• Required task
Convert the records below into a two-column CSV with the headers instruction and answer, one row per instruction, covering every record. Put each instruction's text and its answer in one quoted field apiece, turn line breaks into spaces, and leave the pictures out.

• Extracted records
————————

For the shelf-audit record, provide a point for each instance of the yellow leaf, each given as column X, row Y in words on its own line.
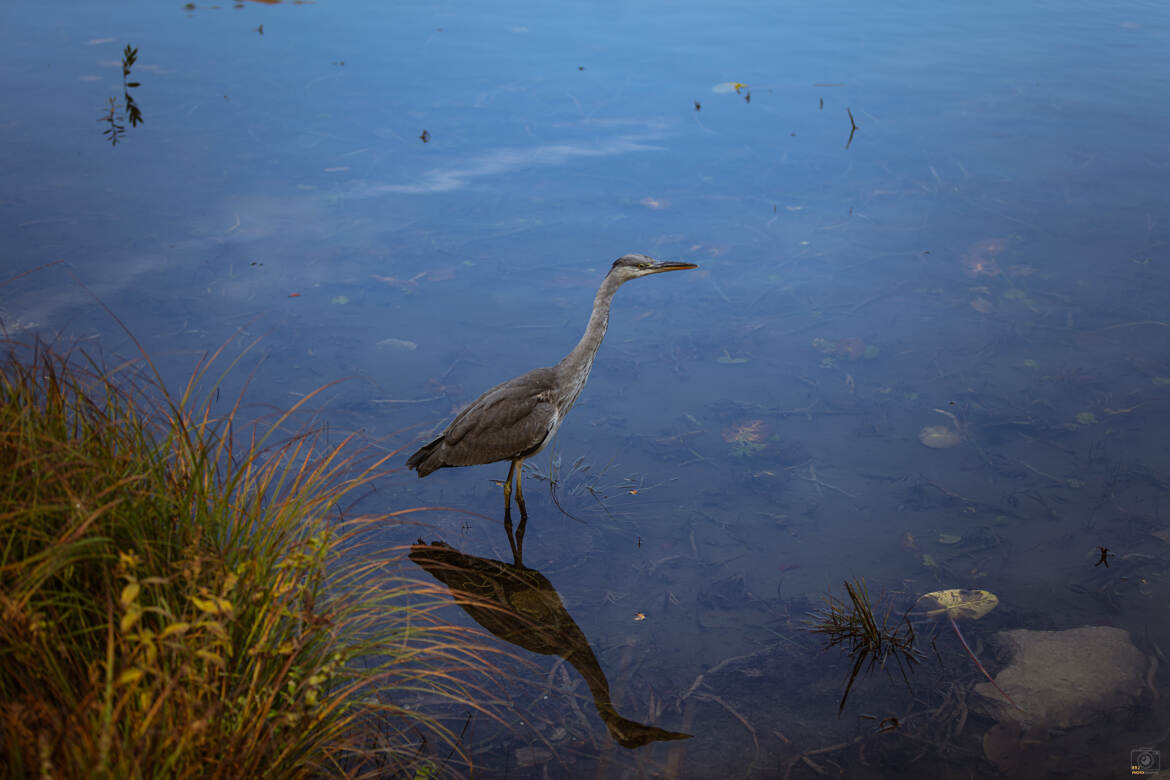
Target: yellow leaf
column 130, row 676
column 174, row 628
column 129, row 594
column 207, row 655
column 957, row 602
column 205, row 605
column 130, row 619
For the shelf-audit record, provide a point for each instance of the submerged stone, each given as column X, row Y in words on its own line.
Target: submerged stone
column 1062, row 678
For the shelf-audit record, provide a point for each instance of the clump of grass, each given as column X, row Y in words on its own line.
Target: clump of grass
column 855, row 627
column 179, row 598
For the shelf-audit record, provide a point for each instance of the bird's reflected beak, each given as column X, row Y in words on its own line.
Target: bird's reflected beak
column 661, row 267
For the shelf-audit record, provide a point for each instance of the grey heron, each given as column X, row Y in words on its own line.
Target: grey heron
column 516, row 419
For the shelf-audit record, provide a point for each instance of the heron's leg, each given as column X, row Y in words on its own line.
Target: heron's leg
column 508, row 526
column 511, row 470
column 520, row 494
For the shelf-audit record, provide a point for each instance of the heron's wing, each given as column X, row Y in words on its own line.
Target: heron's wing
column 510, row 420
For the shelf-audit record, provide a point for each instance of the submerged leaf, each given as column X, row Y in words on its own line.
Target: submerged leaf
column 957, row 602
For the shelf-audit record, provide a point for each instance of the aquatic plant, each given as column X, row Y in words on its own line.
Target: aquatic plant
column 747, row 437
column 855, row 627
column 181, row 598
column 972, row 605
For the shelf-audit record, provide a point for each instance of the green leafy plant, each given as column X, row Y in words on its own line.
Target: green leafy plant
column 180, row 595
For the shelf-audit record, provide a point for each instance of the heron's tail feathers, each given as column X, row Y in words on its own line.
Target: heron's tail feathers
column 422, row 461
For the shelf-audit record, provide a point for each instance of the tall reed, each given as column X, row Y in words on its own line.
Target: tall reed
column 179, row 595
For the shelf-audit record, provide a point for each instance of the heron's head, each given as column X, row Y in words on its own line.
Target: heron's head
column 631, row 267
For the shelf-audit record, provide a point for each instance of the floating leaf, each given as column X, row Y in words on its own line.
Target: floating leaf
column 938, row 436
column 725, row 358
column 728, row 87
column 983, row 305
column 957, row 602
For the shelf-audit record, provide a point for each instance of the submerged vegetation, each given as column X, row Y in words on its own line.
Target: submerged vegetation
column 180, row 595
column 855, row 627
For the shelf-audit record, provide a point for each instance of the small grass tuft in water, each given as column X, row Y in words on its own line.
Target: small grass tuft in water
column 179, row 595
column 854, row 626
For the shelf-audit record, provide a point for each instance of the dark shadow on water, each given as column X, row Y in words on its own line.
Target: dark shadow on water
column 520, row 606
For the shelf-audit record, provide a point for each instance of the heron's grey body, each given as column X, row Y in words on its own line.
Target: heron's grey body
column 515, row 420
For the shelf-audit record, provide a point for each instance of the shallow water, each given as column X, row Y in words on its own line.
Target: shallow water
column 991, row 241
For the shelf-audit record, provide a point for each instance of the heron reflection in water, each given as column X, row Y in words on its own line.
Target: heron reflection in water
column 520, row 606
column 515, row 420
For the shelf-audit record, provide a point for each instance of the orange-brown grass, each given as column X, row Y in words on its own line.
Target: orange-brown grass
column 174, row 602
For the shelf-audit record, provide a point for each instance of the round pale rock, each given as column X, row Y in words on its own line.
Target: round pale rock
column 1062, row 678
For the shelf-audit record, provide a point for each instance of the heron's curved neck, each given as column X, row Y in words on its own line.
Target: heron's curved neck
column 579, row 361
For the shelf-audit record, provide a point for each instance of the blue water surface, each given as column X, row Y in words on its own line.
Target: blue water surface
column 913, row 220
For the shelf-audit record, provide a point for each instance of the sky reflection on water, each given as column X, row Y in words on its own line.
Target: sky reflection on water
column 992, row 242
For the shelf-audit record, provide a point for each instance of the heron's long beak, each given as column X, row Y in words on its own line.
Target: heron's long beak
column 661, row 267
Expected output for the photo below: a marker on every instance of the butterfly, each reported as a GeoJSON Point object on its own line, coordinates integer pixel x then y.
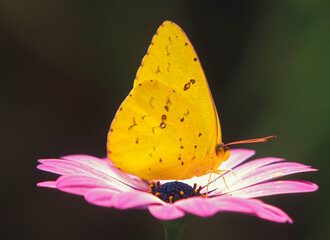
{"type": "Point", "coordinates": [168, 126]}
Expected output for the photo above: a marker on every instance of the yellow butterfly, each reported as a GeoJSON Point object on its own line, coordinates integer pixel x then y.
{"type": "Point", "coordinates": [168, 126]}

————————

• Answer in full
instruction,answer
"For the shelf-audit record, provide a point for each instance of the yellow leaf, each given as column X, row Y in words on its own line. Target: yellow leaf","column 130, row 676 column 174, row 628 column 129, row 594 column 207, row 655 column 957, row 602 column 205, row 605 column 130, row 619"
"For the shelf-audit record, provide a point for each instance of the submerged stone, each given as column X, row Y in words on its own line. Target: submerged stone","column 1062, row 678"
"For the shelf-audit record, provide a point for each instance of the clump of grass, each given as column X, row Y in words on its own line. Target: clump of grass","column 855, row 627 column 179, row 598"
"For the shelf-audit record, provide a point for each instance of the bird's reflected beak, each given as column X, row Y in words on its own line. Target: bird's reflected beak","column 661, row 267"
"For the shelf-audit record, provide a point for each instance of the grey heron, each given as column X, row Y in words on its own line. Target: grey heron","column 516, row 419"
"For the shelf-audit record, provide a point for each instance of the heron's leg, each given as column X, row Y in words on its own line. Target: heron's leg","column 508, row 526 column 511, row 470 column 520, row 494"
"For the shelf-audit record, provide a point for each instance of the heron's wing, each given as column X, row Y in words on its own line. Target: heron's wing","column 510, row 420"
"For the shelf-audit record, provide a point for each instance of the submerged leaf, each given as column X, row Y in words on its own line. Target: submerged leaf","column 957, row 602"
"For the shelf-audit record, provide a point for each instance of the aquatic plant, each given as column X, row Y in words on its own line. Target: aquatic plant","column 747, row 437 column 855, row 627 column 181, row 598 column 972, row 605"
"For the shelf-audit record, provide a point for each instance of the green leafy plant, each given as column X, row Y in words on its own line. Target: green leafy plant","column 180, row 595"
"For the shelf-audit record, provide a point for each instance of the heron's tail feathers, each given as column X, row Y in words on its own line. Target: heron's tail feathers","column 422, row 461"
"For the shelf-audit record, provide a point for each instance of the tall reed, each given as column X, row Y in words on its own line. Target: tall reed","column 179, row 595"
"For the shelf-audit record, provide a point for each instance of the heron's head, each given as column X, row Y in words on its own line. Target: heron's head","column 631, row 267"
"For the shelf-audit record, provide a point for each instance of the floating leaf, each given as column X, row Y in words on its own line. Target: floating leaf","column 938, row 436 column 725, row 358 column 728, row 87 column 983, row 305 column 957, row 602"
"For the shelf-audit record, provide a point for each instance of the submerged vegetation, each given as column X, row Y in words on its own line. Target: submerged vegetation","column 180, row 595 column 855, row 627"
"For the shelf-audit record, provide a point for each instance of the small grass tuft in water, each given as column X, row Y in words on its own line. Target: small grass tuft in water","column 179, row 595 column 854, row 626"
"For the shelf-audit record, provide a point for each instance of the dark shadow on water, each given as column X, row Y in words on its own line. Target: dark shadow on water","column 520, row 606"
"For the shelf-audit record, provide a point for each instance of the heron's grey body, each given as column X, row Y in words on its own line. Target: heron's grey body","column 515, row 420"
"For the shelf-audit record, provide a point for each instance of the shallow water, each given as column X, row Y in words on its own line. Target: shallow water","column 991, row 241"
"For the shelf-audit record, provide a point for each instance of the heron reflection in water, each given as column X, row Y in words on its own line. Target: heron reflection in water","column 520, row 606 column 515, row 420"
"For the shelf-audit record, provide a point for each instance of the orange-brown grass, each given as column X, row Y in words on its own line. Target: orange-brown grass","column 174, row 602"
"For the shelf-audit record, provide a point for each instance of the round pale rock, each given as column X, row Y in words on its own line. Target: round pale rock","column 1062, row 678"
"For the shelf-audit record, provide a point for each instance of the heron's curved neck, each given as column X, row Y in words on its own line. Target: heron's curved neck","column 579, row 361"
"For the shelf-audit record, provide a point for each instance of the blue water surface, each given as column X, row Y in words on its own line. Target: blue water surface","column 913, row 220"
"For the shelf-audit record, provide a point for each instance of the sky reflection on water, each given as column X, row Y in words on its own line. Target: sky reflection on water","column 992, row 242"
"For the shelf-audit record, provide a point for each instance of the heron's long beak, each given as column X, row Y in words on its own line. Target: heron's long beak","column 661, row 267"
"Expected output for the photo below: a marker on every instance of the butterfly, each reported as a GeoJSON Point object on its own line, coordinates integer pixel x then y.","{""type"": ""Point"", ""coordinates"": [168, 126]}"
"Expected output for the photo above: a marker on every instance of the yellow butterfly, each reported as a GeoJSON Point object on its own line, coordinates integer pixel x then y.","{""type"": ""Point"", ""coordinates"": [168, 126]}"